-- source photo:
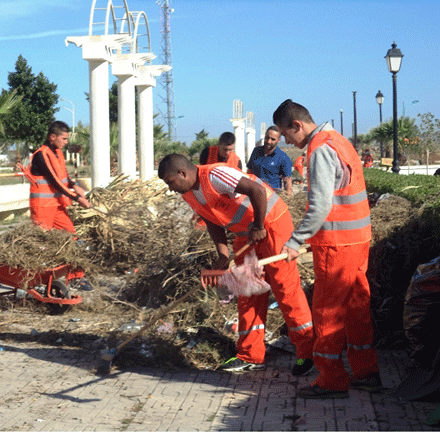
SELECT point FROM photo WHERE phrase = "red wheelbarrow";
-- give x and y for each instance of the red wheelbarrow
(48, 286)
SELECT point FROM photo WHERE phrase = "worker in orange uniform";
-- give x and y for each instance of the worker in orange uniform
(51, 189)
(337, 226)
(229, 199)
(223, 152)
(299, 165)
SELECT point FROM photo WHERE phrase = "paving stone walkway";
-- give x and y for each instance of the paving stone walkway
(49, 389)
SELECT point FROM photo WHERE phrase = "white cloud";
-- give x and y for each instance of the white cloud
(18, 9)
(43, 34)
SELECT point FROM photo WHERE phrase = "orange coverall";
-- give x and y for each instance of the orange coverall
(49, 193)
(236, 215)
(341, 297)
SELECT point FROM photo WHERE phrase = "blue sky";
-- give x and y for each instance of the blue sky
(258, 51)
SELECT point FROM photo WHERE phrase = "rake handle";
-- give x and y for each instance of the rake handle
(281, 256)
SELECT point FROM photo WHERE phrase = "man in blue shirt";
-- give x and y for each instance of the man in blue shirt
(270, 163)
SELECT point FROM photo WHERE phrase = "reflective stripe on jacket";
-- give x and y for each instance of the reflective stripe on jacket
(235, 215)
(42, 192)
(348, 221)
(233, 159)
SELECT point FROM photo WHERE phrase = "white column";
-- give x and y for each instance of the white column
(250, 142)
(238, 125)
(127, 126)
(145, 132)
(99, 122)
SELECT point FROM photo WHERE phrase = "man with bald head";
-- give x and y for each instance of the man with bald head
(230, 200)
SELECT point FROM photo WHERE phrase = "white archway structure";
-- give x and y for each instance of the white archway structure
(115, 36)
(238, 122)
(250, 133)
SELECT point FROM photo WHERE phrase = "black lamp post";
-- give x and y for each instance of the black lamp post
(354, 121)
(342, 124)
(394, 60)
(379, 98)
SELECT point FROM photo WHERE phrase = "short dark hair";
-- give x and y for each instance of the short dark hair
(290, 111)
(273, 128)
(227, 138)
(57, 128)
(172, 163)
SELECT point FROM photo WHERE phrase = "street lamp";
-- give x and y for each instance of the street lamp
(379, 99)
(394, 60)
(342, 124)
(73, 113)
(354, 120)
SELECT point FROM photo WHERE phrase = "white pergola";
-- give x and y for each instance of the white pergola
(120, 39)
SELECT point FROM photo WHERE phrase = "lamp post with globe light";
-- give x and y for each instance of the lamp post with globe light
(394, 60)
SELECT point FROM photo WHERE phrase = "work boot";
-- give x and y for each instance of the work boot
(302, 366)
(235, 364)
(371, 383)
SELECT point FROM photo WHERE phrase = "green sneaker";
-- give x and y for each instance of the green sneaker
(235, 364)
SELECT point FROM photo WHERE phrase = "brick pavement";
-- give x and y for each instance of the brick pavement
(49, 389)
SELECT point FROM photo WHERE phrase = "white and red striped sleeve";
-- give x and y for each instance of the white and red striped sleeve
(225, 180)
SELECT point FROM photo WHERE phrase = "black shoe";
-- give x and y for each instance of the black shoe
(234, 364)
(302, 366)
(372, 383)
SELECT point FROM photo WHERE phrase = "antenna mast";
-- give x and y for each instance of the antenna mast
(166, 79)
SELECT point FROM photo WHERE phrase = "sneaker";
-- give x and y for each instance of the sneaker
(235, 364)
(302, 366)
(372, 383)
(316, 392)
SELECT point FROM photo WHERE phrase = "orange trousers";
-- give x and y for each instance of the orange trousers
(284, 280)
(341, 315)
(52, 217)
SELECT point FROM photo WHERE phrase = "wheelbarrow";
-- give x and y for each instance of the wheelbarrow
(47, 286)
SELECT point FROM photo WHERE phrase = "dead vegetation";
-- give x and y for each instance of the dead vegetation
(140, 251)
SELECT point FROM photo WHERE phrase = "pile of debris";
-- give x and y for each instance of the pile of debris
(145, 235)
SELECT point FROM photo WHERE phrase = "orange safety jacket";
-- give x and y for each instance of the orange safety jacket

▬▬▬

_Activity_. Matching lines for the string "safety": count them across the listing and reply with the number alone.

_Exercise solution_. 2